(Collected data)
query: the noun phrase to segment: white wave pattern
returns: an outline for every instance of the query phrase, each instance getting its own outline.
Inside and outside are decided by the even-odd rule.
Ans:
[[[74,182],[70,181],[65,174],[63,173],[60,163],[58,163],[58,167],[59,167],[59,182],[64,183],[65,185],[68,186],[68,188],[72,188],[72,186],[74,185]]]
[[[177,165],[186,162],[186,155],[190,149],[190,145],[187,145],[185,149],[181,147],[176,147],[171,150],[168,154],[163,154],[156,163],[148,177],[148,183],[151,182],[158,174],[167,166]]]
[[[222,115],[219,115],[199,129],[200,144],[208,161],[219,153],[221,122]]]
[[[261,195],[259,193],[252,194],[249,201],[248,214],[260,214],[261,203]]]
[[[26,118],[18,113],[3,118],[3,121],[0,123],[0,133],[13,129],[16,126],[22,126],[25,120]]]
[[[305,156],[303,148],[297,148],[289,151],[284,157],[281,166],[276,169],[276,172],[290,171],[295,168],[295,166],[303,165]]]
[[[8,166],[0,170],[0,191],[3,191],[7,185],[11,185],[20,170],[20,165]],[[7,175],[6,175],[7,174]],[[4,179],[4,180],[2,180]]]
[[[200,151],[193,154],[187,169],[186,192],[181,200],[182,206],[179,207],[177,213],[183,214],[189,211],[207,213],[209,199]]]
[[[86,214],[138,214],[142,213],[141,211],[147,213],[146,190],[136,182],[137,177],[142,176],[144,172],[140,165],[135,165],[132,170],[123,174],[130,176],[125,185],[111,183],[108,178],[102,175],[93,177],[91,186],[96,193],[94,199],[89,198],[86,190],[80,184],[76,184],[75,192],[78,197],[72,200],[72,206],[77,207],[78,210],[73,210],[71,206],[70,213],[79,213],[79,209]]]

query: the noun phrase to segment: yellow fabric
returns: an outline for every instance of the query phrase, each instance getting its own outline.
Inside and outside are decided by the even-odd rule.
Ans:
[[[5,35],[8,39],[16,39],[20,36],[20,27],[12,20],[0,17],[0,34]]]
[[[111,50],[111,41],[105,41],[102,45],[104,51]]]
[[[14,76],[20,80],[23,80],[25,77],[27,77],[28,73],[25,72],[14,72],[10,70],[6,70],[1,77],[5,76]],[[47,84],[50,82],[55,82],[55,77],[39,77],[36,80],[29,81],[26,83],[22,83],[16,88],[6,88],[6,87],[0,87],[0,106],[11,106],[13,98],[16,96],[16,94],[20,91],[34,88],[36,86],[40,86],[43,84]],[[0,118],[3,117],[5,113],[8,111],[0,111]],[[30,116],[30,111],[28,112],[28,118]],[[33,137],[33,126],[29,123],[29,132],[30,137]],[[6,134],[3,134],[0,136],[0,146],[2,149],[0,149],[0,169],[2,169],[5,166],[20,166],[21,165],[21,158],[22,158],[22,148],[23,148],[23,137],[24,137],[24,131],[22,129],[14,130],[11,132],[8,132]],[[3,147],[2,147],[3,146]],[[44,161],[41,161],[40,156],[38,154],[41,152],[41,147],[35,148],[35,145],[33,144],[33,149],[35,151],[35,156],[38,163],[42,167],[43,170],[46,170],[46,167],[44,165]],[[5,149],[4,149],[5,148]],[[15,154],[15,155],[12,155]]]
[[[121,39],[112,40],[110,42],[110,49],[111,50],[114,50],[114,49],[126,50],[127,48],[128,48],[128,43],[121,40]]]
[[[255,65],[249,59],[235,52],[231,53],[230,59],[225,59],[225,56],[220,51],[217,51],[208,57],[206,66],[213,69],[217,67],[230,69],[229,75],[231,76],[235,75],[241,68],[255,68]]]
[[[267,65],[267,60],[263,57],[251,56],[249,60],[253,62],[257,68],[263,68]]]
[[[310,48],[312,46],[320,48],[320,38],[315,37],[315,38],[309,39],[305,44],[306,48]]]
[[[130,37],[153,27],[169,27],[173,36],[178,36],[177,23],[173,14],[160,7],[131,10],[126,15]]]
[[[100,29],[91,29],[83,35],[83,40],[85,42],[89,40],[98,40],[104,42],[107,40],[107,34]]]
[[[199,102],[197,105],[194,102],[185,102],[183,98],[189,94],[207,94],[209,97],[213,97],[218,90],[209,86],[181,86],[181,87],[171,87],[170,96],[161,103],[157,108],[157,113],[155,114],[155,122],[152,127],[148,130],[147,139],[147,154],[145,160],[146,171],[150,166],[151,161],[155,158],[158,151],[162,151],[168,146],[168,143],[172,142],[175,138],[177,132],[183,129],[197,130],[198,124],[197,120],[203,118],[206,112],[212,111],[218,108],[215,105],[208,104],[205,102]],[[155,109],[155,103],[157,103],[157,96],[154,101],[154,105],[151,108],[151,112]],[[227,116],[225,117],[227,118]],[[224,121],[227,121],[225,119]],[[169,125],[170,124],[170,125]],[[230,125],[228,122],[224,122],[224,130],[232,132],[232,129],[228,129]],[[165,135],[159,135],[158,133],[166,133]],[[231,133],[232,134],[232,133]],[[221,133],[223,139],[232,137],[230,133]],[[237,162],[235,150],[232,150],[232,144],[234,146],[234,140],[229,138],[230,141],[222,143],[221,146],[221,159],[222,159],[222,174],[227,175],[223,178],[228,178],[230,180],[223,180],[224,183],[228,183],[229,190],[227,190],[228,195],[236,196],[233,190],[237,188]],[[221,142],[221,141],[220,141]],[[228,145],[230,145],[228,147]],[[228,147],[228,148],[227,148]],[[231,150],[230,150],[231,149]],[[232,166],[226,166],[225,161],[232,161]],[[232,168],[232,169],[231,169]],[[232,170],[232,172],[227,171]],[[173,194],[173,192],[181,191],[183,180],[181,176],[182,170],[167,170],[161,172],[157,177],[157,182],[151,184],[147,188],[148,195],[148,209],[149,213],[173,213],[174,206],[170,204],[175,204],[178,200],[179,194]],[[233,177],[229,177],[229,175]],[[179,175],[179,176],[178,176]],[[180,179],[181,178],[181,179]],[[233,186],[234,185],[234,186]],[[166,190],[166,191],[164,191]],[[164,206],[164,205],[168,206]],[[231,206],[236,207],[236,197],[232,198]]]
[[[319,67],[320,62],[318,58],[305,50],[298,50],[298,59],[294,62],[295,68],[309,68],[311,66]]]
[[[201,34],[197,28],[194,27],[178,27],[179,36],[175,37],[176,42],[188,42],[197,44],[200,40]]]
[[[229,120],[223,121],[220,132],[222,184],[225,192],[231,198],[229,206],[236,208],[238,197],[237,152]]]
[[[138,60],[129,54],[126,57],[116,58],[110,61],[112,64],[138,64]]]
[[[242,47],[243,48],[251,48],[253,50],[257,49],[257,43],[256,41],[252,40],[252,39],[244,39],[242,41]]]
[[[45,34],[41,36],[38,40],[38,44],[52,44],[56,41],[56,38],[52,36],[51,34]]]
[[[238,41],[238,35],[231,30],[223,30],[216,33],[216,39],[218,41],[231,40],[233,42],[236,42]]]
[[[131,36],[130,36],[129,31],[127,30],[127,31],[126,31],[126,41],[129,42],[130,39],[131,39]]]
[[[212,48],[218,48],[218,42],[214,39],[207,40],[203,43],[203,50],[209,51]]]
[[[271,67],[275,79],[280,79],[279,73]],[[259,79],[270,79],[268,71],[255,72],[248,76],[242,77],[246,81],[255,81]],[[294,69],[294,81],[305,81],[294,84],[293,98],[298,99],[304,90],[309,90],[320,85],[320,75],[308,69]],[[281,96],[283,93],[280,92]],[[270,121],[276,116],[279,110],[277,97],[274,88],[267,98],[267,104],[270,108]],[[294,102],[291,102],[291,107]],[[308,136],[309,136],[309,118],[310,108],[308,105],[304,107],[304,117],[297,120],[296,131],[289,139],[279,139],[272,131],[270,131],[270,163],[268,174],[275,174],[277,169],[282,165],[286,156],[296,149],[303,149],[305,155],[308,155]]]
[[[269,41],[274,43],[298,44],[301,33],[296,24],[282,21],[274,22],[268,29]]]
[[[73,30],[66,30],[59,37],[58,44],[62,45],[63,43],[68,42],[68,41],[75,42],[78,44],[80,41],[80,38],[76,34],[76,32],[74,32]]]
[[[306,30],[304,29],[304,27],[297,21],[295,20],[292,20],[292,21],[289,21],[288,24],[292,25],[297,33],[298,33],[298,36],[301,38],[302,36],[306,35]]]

• TO DO
Report each line of the data in which "query" occurs.

• YOUR SOLUTION
query: the noun phrase to segment: white wave pattern
returns: an outline for every instance of the query phrase, each instance getting its own outline.
query: the noun phrase to segment: yellow fabric
returns: an outline for every instance of the query phrase, each instance getting its own outline.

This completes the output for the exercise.